Retype the following records exactly and exclude the pictures.

====== Data

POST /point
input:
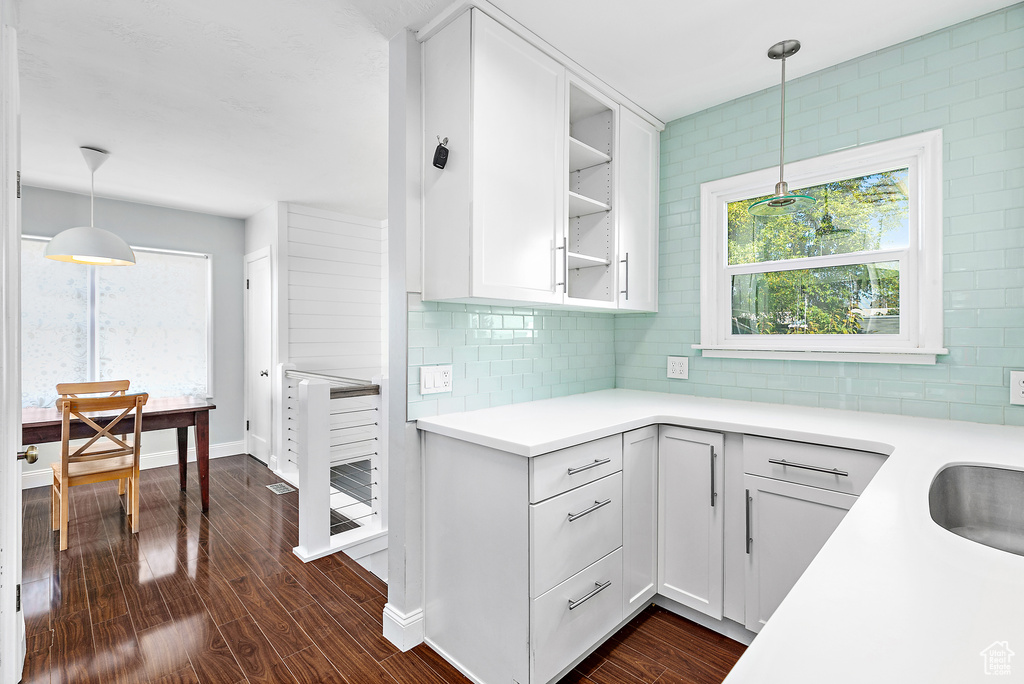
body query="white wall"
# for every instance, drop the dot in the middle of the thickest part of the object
(335, 292)
(46, 212)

============

### Solution
POST /point
input:
body query="white wall"
# for every instance, drop the dot in the middle of the thickest part of the object
(335, 292)
(46, 212)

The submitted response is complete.